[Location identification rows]
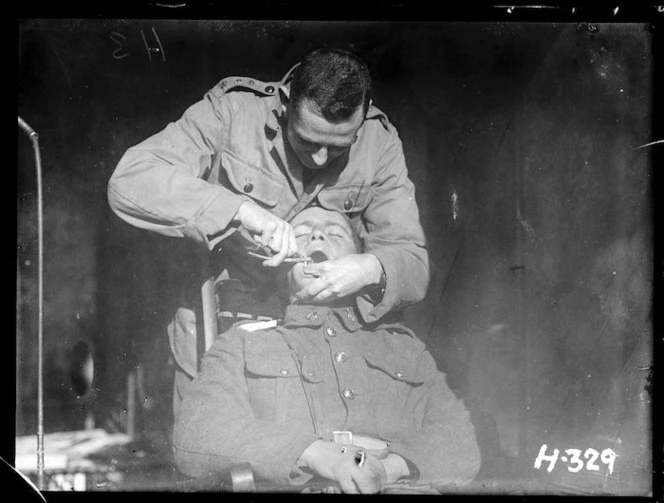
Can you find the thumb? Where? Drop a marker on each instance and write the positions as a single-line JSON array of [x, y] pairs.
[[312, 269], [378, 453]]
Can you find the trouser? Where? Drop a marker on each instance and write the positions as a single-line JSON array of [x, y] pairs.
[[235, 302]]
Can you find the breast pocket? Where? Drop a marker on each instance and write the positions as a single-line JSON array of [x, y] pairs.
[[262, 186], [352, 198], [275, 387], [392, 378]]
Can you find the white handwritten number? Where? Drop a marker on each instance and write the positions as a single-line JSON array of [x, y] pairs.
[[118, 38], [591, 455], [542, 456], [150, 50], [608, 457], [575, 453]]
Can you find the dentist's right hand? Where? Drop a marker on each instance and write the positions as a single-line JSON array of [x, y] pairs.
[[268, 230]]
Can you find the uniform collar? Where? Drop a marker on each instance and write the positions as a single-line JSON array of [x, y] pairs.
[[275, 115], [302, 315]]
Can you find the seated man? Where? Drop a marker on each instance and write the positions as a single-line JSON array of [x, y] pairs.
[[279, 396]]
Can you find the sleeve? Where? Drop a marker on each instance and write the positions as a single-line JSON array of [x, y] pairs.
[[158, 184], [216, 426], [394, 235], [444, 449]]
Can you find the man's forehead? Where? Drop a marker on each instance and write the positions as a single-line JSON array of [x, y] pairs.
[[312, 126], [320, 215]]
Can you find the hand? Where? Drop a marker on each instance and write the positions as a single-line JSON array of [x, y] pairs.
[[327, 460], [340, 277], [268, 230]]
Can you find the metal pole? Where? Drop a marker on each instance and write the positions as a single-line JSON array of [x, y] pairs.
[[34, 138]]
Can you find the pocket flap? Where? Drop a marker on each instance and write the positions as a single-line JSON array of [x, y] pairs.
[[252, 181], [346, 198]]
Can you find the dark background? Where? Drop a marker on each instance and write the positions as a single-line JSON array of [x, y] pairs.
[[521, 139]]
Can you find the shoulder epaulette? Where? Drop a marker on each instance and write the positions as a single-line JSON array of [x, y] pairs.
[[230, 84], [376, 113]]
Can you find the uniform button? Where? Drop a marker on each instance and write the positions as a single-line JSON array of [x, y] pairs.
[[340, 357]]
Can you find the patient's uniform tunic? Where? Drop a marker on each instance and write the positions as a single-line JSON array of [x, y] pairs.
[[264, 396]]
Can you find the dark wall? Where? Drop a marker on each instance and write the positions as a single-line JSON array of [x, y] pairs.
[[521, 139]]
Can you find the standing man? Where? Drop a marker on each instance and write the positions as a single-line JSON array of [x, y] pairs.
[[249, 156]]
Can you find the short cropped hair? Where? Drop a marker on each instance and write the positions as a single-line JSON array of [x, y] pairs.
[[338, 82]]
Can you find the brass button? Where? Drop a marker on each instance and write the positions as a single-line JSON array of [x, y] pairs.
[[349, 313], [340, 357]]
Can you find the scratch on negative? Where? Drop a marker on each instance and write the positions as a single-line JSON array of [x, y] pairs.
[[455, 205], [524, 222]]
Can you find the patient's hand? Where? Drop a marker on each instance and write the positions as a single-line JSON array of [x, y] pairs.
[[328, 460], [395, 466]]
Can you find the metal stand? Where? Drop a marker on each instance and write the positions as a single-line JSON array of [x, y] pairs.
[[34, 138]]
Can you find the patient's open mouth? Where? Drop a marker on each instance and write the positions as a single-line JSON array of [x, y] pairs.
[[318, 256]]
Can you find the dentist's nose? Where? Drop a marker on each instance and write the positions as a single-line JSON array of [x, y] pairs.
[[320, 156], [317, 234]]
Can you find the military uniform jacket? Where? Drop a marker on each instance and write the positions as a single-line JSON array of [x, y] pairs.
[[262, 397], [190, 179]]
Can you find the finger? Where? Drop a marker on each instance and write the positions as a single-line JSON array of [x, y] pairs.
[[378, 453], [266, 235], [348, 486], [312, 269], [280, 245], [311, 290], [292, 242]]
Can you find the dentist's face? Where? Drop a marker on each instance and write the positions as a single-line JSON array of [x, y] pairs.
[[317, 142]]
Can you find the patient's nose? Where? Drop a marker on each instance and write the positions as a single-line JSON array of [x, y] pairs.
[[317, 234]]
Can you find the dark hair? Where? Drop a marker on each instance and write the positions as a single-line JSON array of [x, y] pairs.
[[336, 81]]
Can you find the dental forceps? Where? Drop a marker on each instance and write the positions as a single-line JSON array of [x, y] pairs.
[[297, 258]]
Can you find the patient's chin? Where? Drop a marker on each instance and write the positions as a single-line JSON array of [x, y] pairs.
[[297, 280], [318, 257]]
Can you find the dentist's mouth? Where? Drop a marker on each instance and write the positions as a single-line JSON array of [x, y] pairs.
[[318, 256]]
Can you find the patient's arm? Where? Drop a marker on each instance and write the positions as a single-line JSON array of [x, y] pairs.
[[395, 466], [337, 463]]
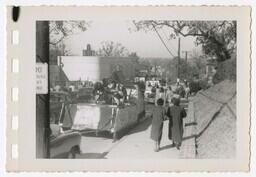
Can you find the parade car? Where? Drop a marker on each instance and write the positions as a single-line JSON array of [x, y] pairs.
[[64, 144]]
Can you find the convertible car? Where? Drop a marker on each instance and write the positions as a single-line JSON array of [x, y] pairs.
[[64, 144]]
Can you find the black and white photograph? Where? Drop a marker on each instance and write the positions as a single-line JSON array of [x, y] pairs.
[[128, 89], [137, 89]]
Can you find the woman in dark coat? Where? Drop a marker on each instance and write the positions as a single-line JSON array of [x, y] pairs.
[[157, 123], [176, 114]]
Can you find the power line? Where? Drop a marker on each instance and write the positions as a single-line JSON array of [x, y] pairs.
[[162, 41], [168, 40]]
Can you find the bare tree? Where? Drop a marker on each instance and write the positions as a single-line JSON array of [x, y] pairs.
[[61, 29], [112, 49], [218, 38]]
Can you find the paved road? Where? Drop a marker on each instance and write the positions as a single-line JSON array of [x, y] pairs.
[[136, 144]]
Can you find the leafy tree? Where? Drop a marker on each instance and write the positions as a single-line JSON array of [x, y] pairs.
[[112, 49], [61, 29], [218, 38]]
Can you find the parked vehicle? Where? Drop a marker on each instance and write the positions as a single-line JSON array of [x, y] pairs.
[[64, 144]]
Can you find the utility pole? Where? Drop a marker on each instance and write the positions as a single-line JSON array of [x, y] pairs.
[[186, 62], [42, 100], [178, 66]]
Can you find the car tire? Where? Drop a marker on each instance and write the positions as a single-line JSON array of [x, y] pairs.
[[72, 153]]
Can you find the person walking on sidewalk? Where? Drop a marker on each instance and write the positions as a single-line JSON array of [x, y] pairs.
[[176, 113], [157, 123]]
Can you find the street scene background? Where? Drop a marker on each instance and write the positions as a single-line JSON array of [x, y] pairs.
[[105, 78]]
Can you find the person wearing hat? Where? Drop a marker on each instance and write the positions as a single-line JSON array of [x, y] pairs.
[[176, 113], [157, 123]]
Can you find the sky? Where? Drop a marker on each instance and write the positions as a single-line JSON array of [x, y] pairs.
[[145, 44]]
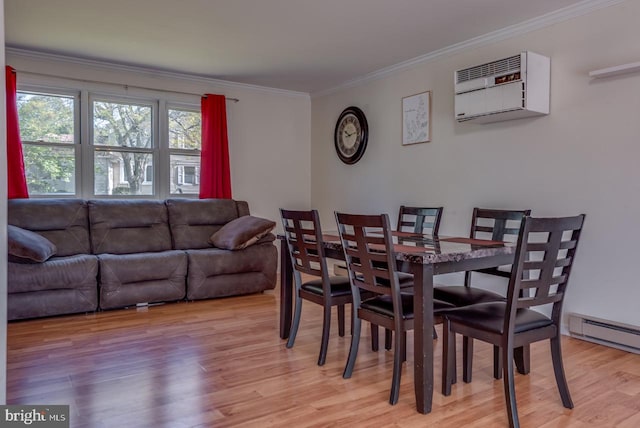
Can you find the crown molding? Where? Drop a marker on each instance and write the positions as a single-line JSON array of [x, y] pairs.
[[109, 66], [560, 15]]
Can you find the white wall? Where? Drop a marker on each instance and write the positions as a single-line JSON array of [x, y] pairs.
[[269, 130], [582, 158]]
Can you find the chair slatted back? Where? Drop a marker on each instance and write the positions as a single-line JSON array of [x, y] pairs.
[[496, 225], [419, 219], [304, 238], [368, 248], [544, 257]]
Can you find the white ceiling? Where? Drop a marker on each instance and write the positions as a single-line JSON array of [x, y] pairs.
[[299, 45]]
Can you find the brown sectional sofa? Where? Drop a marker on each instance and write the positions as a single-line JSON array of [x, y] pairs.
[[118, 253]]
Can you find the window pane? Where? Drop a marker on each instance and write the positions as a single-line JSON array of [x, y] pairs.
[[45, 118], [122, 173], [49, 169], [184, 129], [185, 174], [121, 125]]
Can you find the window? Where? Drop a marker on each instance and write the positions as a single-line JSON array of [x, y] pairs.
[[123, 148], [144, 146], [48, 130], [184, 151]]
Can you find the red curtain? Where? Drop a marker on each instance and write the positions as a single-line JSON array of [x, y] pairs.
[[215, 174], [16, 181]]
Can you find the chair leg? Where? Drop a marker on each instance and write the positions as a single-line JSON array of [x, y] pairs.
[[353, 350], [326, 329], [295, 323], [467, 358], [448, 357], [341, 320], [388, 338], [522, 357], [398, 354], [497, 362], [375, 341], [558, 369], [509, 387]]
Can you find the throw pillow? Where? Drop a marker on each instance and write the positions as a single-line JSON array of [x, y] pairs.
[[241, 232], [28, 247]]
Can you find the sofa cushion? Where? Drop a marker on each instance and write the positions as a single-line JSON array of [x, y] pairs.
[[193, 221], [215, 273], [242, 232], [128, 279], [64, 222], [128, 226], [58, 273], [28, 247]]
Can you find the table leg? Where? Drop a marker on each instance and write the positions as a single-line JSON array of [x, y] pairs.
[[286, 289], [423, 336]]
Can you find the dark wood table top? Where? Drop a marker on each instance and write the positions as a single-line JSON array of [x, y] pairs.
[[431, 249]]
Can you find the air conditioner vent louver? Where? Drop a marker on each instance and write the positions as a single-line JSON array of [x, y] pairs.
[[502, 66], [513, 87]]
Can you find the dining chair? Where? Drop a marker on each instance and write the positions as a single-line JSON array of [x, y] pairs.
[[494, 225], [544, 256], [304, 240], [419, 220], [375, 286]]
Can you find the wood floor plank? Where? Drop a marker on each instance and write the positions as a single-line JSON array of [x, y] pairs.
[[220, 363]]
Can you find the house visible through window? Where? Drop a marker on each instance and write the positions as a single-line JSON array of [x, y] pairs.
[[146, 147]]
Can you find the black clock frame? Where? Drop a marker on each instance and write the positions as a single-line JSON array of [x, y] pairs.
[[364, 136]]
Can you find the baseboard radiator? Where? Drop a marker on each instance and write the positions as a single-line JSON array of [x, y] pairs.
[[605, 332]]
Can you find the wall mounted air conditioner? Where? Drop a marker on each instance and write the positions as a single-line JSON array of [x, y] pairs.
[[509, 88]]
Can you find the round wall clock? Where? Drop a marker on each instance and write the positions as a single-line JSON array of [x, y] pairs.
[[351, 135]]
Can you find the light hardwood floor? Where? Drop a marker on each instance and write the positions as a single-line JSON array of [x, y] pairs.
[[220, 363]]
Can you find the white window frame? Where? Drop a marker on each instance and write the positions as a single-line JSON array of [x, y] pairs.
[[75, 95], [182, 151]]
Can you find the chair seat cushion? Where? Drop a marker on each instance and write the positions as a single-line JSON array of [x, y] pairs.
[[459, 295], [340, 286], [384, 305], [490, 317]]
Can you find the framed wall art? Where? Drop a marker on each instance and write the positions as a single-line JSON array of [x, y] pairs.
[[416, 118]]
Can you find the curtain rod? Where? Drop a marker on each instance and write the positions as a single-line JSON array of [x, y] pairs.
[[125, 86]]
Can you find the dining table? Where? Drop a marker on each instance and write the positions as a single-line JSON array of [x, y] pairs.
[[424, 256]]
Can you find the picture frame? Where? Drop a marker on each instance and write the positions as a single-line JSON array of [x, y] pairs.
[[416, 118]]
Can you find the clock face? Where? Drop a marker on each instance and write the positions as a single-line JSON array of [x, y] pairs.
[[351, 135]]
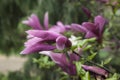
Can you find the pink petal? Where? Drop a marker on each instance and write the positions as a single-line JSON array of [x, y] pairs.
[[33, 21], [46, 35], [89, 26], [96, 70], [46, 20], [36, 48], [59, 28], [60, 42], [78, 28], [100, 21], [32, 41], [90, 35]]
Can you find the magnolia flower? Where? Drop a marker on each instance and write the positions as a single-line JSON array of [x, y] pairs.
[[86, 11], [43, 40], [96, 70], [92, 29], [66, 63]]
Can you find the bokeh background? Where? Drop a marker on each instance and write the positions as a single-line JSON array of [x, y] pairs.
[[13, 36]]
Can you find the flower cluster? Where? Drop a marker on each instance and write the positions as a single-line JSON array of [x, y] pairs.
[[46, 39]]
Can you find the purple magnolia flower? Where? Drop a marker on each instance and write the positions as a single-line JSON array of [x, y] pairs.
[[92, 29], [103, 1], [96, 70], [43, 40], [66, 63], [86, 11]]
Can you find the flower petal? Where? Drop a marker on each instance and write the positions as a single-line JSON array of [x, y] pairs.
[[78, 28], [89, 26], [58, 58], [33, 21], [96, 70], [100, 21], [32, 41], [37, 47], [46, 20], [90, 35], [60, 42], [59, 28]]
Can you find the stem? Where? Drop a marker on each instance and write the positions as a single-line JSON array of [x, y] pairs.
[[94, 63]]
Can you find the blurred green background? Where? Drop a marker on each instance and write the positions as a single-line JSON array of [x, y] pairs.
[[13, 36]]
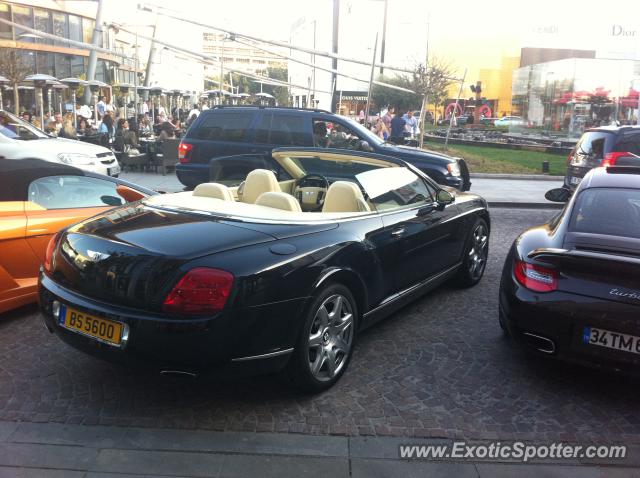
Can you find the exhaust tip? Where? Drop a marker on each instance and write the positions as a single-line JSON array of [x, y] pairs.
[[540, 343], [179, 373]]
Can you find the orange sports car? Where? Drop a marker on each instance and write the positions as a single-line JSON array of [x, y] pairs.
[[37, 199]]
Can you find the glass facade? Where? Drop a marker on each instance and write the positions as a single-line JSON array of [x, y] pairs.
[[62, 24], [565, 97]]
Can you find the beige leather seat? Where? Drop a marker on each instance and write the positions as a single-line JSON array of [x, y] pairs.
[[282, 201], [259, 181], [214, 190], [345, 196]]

> [Your task] Copy out, unchanged, the stretch of rows from the line containing "Can you find the shoulder" through the line containing "[[328, 460], [395, 466]]", with both of those lines included.

> [Answer for this exercise]
Can you find the shoulder epaulette? Where? Drop a marker on each instance and write the positions as a single-line JSON array of [x, y] pairs.
[[230, 84], [376, 113]]
Can you find the uniform button? Where? Drop a marker on each instance and write the positions as a single-line JSON array of [x, y] pairs.
[[340, 357]]
Can you find the patient's uniform tunic? Where? Drop a marker on each instance and write the positions as a single-line JSON array of [x, y] pairs.
[[264, 396]]
Can you find the dark wall? Where? Drop a marker on each instance and write the positions as a single-line JSON array of [x, y] pairs.
[[521, 139]]
Can you find the standing man? Where? Drop a marker on each instance and write the positions as a single-line JSON array of [x, y] pairs.
[[249, 156]]
Can you find the short cropped hair? Where? Drop a marker on each instance and write the positions as a single-line JSON array of [x, y] pairs.
[[338, 82]]
Can you find the brass button? Where? Drop a marker on each instance and write the positions as a single-line JSON array of [x, y] pairs.
[[349, 313], [340, 357]]
Can you find the scratch on negative? Where? Drop a marker on each instance and write the positions as a single-line JSON array of [x, y] pairs.
[[455, 205], [524, 222]]
Can you find the patient's hand? Where? Drop a marker on each instance and write the positions as a single-line JSON array of [x, y] pairs.
[[328, 460], [395, 466]]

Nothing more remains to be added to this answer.